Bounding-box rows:
* * * * * * * * *
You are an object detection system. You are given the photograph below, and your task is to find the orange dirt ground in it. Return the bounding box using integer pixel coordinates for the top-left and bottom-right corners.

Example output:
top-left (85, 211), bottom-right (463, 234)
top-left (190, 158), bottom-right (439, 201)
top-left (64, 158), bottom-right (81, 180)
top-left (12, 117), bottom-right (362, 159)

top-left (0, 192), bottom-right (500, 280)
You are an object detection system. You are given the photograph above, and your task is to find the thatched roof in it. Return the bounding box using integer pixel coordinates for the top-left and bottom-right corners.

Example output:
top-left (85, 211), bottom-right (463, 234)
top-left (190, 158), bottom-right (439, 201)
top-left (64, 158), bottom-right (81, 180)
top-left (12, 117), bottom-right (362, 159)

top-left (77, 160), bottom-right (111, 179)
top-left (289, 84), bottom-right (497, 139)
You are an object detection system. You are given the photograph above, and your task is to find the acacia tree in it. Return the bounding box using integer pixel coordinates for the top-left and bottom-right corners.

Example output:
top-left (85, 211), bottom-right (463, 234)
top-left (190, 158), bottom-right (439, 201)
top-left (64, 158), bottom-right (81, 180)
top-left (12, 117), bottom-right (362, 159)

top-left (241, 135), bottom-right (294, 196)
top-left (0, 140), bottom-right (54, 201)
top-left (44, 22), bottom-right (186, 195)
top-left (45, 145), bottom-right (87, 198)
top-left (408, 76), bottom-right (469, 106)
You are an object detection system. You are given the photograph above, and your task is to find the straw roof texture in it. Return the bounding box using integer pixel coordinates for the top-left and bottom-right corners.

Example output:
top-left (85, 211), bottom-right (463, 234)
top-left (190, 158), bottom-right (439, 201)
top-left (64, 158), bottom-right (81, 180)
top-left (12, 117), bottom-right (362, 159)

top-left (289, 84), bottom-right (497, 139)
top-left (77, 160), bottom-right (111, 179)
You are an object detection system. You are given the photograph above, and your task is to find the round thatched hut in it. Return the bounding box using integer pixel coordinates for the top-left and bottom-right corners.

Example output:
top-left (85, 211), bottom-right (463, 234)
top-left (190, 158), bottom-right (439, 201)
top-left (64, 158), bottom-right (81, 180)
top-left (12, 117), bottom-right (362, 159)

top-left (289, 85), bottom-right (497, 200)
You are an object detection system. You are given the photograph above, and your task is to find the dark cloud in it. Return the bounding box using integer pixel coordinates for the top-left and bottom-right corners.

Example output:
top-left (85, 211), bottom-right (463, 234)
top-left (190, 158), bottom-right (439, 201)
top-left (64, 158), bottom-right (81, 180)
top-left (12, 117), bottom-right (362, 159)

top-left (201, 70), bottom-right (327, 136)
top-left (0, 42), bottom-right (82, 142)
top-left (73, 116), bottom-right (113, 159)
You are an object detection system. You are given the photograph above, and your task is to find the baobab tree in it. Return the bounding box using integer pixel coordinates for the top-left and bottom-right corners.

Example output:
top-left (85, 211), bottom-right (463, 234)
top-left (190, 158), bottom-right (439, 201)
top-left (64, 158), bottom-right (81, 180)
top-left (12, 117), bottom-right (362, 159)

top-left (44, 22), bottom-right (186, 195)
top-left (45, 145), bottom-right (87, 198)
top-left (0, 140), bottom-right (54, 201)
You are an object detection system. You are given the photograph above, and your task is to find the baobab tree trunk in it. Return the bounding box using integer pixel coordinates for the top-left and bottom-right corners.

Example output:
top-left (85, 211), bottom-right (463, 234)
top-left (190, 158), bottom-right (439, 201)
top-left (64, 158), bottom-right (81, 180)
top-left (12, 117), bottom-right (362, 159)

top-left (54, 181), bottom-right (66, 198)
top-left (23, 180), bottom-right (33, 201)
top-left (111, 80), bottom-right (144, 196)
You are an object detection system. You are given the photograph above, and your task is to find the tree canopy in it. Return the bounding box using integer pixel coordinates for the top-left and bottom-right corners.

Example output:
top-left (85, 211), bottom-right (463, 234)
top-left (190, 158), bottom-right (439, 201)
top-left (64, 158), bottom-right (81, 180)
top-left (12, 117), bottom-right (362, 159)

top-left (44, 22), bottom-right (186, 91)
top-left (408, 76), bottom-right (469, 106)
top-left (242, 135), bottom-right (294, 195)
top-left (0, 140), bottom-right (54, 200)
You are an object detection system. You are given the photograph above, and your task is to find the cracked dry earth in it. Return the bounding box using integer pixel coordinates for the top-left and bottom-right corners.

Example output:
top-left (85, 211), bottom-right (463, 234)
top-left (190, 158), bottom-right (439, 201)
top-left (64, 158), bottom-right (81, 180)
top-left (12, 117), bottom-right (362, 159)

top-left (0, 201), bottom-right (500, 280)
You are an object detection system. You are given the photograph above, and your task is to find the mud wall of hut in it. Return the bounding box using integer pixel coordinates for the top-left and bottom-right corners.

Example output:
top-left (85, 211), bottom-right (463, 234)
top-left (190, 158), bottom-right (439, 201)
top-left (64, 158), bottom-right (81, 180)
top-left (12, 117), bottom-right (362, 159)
* * * * * * * * *
**STATED PROBLEM:** Reproduce word for word the stretch from the start of the rows through the line containing "top-left (0, 192), bottom-right (500, 280)", both ends included.

**TASK OUTPUT:**
You are an object detection system. You are given the photograph below, and your task is to find the orange dirt ground in it. Return the bounding box using integer pixel coordinates for the top-left and bottom-right corners.

Example output:
top-left (85, 211), bottom-right (463, 234)
top-left (190, 158), bottom-right (439, 201)
top-left (64, 158), bottom-right (81, 180)
top-left (12, 117), bottom-right (362, 159)

top-left (0, 192), bottom-right (500, 280)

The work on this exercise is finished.